-- begin Stored data --

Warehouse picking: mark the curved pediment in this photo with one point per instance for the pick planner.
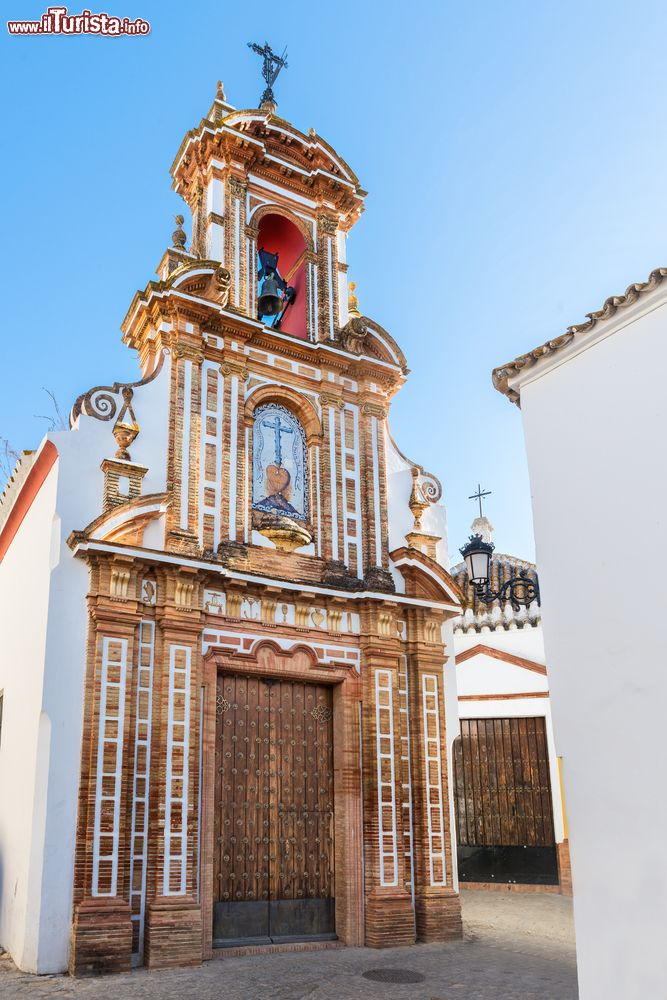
(128, 521)
(362, 335)
(426, 578)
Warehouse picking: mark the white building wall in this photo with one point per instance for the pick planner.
(594, 427)
(24, 742)
(485, 675)
(43, 633)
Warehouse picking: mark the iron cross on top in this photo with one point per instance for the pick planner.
(479, 496)
(278, 428)
(271, 67)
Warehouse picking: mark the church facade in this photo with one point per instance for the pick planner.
(227, 617)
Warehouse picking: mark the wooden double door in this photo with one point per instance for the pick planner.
(503, 800)
(274, 811)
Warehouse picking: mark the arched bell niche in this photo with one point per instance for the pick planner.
(279, 235)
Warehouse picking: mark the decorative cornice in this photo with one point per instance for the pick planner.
(502, 375)
(330, 399)
(481, 649)
(237, 187)
(101, 402)
(187, 352)
(327, 224)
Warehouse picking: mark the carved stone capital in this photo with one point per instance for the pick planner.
(378, 578)
(235, 368)
(354, 335)
(329, 399)
(188, 352)
(374, 410)
(327, 224)
(236, 187)
(336, 574)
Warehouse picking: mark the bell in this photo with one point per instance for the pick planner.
(269, 302)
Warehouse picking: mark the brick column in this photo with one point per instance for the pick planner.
(183, 463)
(437, 905)
(374, 498)
(235, 470)
(327, 277)
(330, 482)
(237, 256)
(102, 929)
(173, 933)
(389, 912)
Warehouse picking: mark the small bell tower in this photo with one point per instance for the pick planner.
(273, 207)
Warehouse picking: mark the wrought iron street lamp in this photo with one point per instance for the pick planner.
(519, 590)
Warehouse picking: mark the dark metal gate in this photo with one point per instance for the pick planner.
(502, 790)
(274, 811)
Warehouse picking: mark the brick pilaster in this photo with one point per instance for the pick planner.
(173, 933)
(389, 911)
(437, 905)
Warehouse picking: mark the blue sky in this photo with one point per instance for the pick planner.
(515, 157)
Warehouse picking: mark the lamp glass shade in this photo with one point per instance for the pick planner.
(477, 554)
(477, 564)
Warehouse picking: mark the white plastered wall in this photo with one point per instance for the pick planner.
(24, 743)
(594, 429)
(485, 675)
(43, 596)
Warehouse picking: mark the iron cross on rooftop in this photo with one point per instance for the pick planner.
(270, 69)
(479, 496)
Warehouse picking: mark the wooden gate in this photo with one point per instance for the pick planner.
(274, 811)
(502, 789)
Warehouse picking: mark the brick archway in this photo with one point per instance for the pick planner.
(299, 663)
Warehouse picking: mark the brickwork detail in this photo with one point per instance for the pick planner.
(109, 767)
(177, 764)
(386, 778)
(220, 594)
(141, 782)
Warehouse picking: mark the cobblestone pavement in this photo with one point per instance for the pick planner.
(516, 947)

-- end Stored data --

[Given task]: Copy out all of the records above, replacing "pick planner" with "route planner" wherever it occurs and changing nothing else. Omit the picture.

[The output]:
Warehouse picking: mark the curved pediment in this photo with one point per instance for the route planner.
(128, 521)
(362, 335)
(426, 578)
Warehouse picking: mark the white building wall in this photo with one point per instance for the route planner.
(594, 427)
(24, 742)
(485, 675)
(43, 633)
Warehouse picking: mark the iron cross on top in this photo with one point per instance for the route planner.
(479, 496)
(278, 428)
(271, 67)
Warehouse picking: mark the church facade in this photo with one point per instance for the route planner.
(227, 617)
Warehouse picking: mark the wooden double door in this photo with one point per instance for the route planner.
(503, 800)
(274, 811)
Warehouse picking: mark the arched bell niche in this photo with one point per instance for the route planner.
(279, 235)
Warehouse picking: mark the decorative cornice in this photo with one point per instance for the route planner.
(502, 375)
(330, 399)
(481, 649)
(237, 187)
(101, 402)
(187, 352)
(327, 224)
Warehouse picking: mark the carved stone capital in this photo with one point per instance for the route planner.
(378, 578)
(235, 368)
(354, 335)
(329, 399)
(188, 352)
(374, 410)
(327, 224)
(236, 187)
(336, 574)
Warehouse picking: mark the bell in this photo with one point per instance for the route planner.
(269, 302)
Warehouse picking: mark the brick column in this photo with one point per instance for the route planner.
(183, 463)
(437, 905)
(374, 498)
(235, 470)
(327, 277)
(330, 482)
(237, 256)
(102, 929)
(173, 933)
(389, 912)
Warehouse picking: mark the small bell tower in this photo with one point per instance for the route planner.
(273, 207)
Warehouse picking: mark the wrought iron street lamp in this photo with one point per instance for the route planner.
(519, 590)
Warehouse picking: mark the dark metal gate in this photo with one point per instance for the route planner.
(502, 790)
(274, 811)
Warehouse picking: mark the brick pilaster in this photo with one point per instance for the route planner.
(173, 933)
(389, 911)
(437, 905)
Warehouse picking: mark the blue sky in this photo with one point per instance for the route planner.
(515, 157)
Warehouse picking: mark the lamp glass shade in this photo with one point per instance for the route planner.
(477, 554)
(477, 564)
Warehouse picking: mark the white plastered wall in this photo with one point per instance for the route planner.
(24, 743)
(594, 429)
(485, 675)
(43, 596)
Warehouse picking: mark the iron cross on rooftop in this photo with one point per instance for the route planner.
(270, 69)
(479, 496)
Warehouse picking: mark the wooden gate in this photo with one point per instance for the route planner.
(274, 811)
(502, 789)
Warehouse picking: mark the brick archway in this photo with one point per instance for the route planner.
(299, 663)
Warehouse picking: mark the brickwork detail in this photo with one point per instance for the route planner.
(109, 767)
(177, 764)
(386, 778)
(220, 594)
(141, 782)
Warehouse picking: mark the cobblestone pavement in this photo with one point per instance for the route planner.
(516, 947)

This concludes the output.